---------- MATERIAL SHOWN

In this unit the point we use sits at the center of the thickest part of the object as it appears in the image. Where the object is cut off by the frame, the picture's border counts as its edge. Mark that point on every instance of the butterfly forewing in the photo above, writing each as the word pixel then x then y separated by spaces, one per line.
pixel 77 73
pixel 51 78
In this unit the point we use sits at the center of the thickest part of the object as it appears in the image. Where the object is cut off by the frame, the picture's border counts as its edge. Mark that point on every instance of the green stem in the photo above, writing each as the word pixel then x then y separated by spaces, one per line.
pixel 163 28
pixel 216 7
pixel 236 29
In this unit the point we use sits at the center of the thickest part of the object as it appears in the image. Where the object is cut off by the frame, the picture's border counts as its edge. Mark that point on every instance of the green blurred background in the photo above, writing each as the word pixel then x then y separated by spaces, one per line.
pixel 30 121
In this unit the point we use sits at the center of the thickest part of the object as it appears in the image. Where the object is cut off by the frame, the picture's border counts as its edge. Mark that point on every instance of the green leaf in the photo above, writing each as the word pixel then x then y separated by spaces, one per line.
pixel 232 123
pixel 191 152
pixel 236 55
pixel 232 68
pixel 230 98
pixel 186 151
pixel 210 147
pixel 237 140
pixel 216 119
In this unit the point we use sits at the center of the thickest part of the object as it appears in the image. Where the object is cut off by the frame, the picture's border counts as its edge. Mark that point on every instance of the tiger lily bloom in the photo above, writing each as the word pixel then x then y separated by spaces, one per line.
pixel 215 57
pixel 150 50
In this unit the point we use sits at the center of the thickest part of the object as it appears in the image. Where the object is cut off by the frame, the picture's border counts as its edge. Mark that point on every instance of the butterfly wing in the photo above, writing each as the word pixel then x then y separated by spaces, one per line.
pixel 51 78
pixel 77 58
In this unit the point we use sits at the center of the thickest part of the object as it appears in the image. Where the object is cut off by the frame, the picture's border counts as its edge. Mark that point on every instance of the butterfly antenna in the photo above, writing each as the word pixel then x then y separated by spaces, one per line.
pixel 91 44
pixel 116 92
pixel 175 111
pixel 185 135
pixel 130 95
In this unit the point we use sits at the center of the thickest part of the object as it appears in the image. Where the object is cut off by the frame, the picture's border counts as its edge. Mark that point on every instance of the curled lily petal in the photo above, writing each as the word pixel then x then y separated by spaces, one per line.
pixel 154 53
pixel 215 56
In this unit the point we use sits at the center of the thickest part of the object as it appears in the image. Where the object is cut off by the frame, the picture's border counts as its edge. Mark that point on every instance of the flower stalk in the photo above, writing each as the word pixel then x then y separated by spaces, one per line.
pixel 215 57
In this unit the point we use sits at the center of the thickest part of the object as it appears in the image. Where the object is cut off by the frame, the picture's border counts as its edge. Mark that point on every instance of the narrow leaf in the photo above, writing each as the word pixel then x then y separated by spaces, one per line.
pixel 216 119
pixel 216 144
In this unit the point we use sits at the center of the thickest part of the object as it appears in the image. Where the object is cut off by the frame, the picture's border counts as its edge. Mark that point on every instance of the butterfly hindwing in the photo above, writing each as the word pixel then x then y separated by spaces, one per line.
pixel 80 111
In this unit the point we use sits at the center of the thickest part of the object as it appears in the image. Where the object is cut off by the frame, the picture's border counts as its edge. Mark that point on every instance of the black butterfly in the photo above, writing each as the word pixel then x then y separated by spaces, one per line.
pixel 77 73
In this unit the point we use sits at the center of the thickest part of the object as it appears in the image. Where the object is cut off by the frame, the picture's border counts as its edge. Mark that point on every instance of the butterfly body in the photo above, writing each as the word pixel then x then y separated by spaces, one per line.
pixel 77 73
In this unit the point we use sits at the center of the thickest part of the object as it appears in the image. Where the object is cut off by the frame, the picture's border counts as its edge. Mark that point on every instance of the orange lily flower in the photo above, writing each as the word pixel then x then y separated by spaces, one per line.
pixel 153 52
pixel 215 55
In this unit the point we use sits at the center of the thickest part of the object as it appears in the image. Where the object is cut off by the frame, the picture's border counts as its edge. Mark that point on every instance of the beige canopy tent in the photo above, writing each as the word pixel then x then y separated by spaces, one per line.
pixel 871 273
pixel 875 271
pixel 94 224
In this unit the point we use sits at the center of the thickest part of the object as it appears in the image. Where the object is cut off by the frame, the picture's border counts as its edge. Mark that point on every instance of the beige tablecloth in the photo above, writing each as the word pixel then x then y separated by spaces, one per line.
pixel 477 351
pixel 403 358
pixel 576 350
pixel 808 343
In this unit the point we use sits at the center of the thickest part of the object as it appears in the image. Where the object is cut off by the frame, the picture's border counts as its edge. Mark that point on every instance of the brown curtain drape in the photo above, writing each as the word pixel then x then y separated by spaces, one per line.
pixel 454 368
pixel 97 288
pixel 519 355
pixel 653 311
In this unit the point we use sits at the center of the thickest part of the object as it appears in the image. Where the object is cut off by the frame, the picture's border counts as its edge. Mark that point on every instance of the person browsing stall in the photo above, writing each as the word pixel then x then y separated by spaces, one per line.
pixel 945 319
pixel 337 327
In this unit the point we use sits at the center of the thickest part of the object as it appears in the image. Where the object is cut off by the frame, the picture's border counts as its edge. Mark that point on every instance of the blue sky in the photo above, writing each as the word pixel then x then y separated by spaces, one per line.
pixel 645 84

--------------------

=== WHAT YOU NEED TO DO ===
Repeat the listing above exactly, every line of it.

=== TASK OUTPUT ===
In this unit the point we use sits at the center of the thickest part of the object as it appears in the image. Where the object is cut off by the frame, the picture's border counts as its edge. Mark that point on every instance of the butterfly forewing in the photo above, writing each as the word pixel then x then y separated by spaces, one per line.
pixel 77 73
pixel 51 78
In this unit the point we use sits at the center of the thickest part of the object as it appears in the image. Where the object is cut off by the frame, the picture's border counts as its edge. Mark that point on every instance of the green stem in the photo above, writing each as the word pixel then x then y separated by spaces, one per line.
pixel 163 28
pixel 216 7
pixel 236 29
In this unit the point we use sits at the center of the thickest part of the object as it appears in the image. Where the object is cut off by the frame, the picture's border counts as its edge. Mark that point on every instance of the green blurred background in the photo above, writing each as the word pixel then x then y separated by spaces, one per line.
pixel 30 121
In this unit the point we use sits at the center of the thickest part of the object as it appears in the image. Where the object is cut off by the frame, the picture's border counts as its edge. Mark that point on every instance of the green leaf in the photo above, writing each as the word pixel then x then y separated by spaces, one per line.
pixel 232 123
pixel 191 152
pixel 236 55
pixel 232 68
pixel 230 98
pixel 186 151
pixel 210 147
pixel 237 140
pixel 216 119
In this unit the point we use sits at the center of the thickest part of the object as it appears in the image. Where the object is cut off by the frame, the picture's border counts as its edge. Mark that point on every instance of the tiger lily bloom in the photo above, writing each as the word pixel then x then y separated by spaces, one per line.
pixel 215 57
pixel 150 50
In this unit the point we use sits at the center of the thickest part of the object as it appears in the image. Where the object is cut off by the frame, the picture's border counts as its edge. Mark that point on every instance of the butterfly wing in the photo above, writing each as the word pixel then x then y separated by spaces, one per line.
pixel 51 78
pixel 77 58
In this unit the point we use sits at the center of the thickest part of the object as it appears in the image. Where the object is cut off by the frame, the picture's border counts as its edge. Mark that point on every instance of the butterfly antenna in the photo above, writing each as the word pixel then x then y separated by spaces, one per line.
pixel 91 44
pixel 116 92
pixel 175 111
pixel 185 135
pixel 130 95
In this unit the point we use sits at the center of the thickest part of the object as it appears in the image. Where the object is cut off by the frame, the picture's border counts as its edge. Mark that point on every instance of the curled lily petal in the photo above, writing each as the word pixel then x then y separated by spaces, one per line.
pixel 154 53
pixel 215 56
In this unit the point we use sits at the center of the thickest part of the object as it appears in the image. Where the object is cut off by the frame, the picture's border counts as its edge. Mark that point on every instance of the flower stalk in the photo above, writing each as the word pixel then x then y separated by spaces, one per line.
pixel 215 57
In this unit the point we use sits at the center of the thickest part of the object as it appears in the image. Where the object is cut off by the frame, the picture's border counts as its edge. Mark that point on every instance of the narrow leaf in the photo above, writing each as the word pixel then x then y separated by spaces, one per line.
pixel 216 119
pixel 216 144
In this unit the point we use sits at the center of the thickest part of the object as it appears in the image. Where the object is cut off by the frame, the picture's border counts as its edge. Mark that point on every instance of the butterfly hindwing in the photo above, writing each as the word pixel then x then y separated by spaces, one per line.
pixel 80 111
In this unit the point we use sits at the center of the thickest part of the object as it appears in the image. Where the object is cut off by the frame, the picture's border counts as its edge. Mark that point on every instance of the black butterfly in the photo above, writing each as the word pixel then x then y separated by spaces, one per line.
pixel 77 73
In this unit the point we use sits at the center of the thickest part of the object as it appears in the image. Where the object is cut off by the frame, the picture's border counts as its edge. Mark that point on every instance of the butterfly body in the photo above, writing each as the word pixel then x then y separated by spaces, one per line.
pixel 77 73
In this unit the point we use sits at the center of the thickest part of the object as it appears in the image. Where the object is cut off by the frame, the picture's border counts as its edge. Mark that point on every instance of the orange lily flower in the photo above, writing each as the word pixel then x then y separated by spaces, one per line.
pixel 153 52
pixel 215 55
In this unit the point we use sits at the center of the thickest part of the object as it appears in the image. Where the object is cut off by the frame, the picture's border counts as its edge. Mark that point on every instance of the beige canopy tent in the photo above, writing each as the word pixel then x then y separated by spaces, one per line.
pixel 871 273
pixel 875 271
pixel 94 224
In this unit the point we use sits at the center of the thickest part of the object as it appears in the image. Where the object is cut off by the frame, the picture's border counts as its edge. Mark that point on every instance of the beige tablecloth in the photo above, writing each as the word pixel then x then y separated by spaces, one per line.
pixel 477 351
pixel 403 358
pixel 576 350
pixel 808 343
In this unit the point we use sits at the center of the thickest part of the object as it appears in the image. Where the object is cut off by the frame, the picture's border counts as its edge. Mark that point on every instance of the brown curtain drape in the photo above, writing each as the word pixel then x then y separated by spaces, one per line.
pixel 454 368
pixel 97 288
pixel 519 355
pixel 653 311
In this unit the point we use sits at the center of the thickest part of the object as it appears in the image. Where the object is cut off by the frame, the picture's border counts as its edge. Mark that point on every instance of the person browsing stall in the photo above, writing each as the word pixel then x then y separated by spaces, one per line.
pixel 945 319
pixel 337 327
In this unit the point we use sits at the center of the thickest part of the object as it appears in the image. Where the object is cut off by the frame, the picture's border counts as its edge. Mark that point on every instance of the blue sky in the photo above, writing each as the word pixel then x then y separated by spaces, one per line.
pixel 645 84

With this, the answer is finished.